::: Provided information :::

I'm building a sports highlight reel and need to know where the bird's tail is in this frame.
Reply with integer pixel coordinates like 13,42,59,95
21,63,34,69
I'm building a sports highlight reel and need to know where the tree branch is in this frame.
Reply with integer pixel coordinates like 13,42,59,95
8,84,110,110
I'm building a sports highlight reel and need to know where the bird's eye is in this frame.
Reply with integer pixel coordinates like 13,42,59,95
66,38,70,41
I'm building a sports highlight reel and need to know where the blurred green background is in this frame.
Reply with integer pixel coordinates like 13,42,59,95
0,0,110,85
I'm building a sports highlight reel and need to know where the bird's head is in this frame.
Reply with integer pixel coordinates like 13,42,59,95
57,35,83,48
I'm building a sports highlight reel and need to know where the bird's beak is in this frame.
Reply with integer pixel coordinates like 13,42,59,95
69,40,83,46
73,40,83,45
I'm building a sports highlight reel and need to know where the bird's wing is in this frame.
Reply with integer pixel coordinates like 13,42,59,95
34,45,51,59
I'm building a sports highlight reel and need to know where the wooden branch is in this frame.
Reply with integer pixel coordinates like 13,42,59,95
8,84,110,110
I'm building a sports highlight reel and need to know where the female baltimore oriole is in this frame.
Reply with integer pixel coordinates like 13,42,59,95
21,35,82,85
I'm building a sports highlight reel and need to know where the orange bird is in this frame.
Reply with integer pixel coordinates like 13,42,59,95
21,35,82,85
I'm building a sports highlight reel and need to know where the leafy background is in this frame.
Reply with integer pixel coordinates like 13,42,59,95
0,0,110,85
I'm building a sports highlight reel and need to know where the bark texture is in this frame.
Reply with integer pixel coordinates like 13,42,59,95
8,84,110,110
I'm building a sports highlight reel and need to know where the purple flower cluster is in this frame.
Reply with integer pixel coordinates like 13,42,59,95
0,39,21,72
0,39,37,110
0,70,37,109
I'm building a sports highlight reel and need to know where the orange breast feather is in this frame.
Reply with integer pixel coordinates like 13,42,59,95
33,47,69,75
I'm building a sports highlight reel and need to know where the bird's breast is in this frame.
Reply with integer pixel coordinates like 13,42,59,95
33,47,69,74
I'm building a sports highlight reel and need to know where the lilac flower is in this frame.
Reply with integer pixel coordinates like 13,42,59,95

:::

*What needs to be done*. The answer is the full data, repeated exactly as shown.

*The completed task*.
I'm building a sports highlight reel and need to know where the bird's tail is in this frame.
Reply with integer pixel coordinates like 13,42,59,95
21,63,34,69
I'm building a sports highlight reel and need to know where the tree branch is in this frame.
Reply with integer pixel coordinates like 13,42,59,95
8,84,110,110
I'm building a sports highlight reel and need to know where the bird's eye is in this frame.
Reply with integer pixel coordinates like 13,42,59,95
66,38,70,41
I'm building a sports highlight reel and need to know where the blurred green background is in this frame.
Reply with integer pixel coordinates like 13,42,59,95
0,0,110,85
I'm building a sports highlight reel and need to know where the bird's head is in this frame.
Reply with integer pixel coordinates like 13,42,59,95
57,35,83,48
I'm building a sports highlight reel and need to know where the bird's beak is in this frame.
Reply with integer pixel coordinates like 13,42,59,95
69,40,83,46
73,40,83,45
I'm building a sports highlight reel and need to know where the bird's wing is in this frame.
Reply with integer pixel coordinates like 13,42,59,95
34,45,51,59
I'm building a sports highlight reel and need to know where the wooden branch is in this frame.
Reply with integer pixel coordinates like 13,42,59,95
8,84,110,110
I'm building a sports highlight reel and need to know where the female baltimore oriole is in this frame.
Reply with integer pixel coordinates like 13,42,59,95
21,35,82,85
I'm building a sports highlight reel and need to know where the orange bird is in this frame.
Reply with integer pixel coordinates like 13,42,59,95
21,35,82,85
I'm building a sports highlight reel and need to know where the leafy background is in this frame.
Reply with integer pixel coordinates like 13,42,59,95
0,0,110,85
I'm building a sports highlight reel and need to know where the bark texture is in this frame.
Reply with integer pixel coordinates like 13,42,59,95
8,84,110,110
I'm building a sports highlight reel and need to know where the purple flower cluster is in this frame.
Reply with integer pixel coordinates like 13,42,59,95
0,39,21,72
0,39,37,110
0,70,37,109
I'm building a sports highlight reel and need to know where the orange breast feather is in this frame.
Reply with integer pixel coordinates like 13,42,59,95
33,47,69,75
I'm building a sports highlight reel and need to know where the bird's breast is in this frame.
Reply with integer pixel coordinates like 13,42,59,95
33,47,69,74
I'm building a sports highlight reel and need to know where the lilac flower is in this frame.
Reply with integer pixel coordinates like 13,42,59,95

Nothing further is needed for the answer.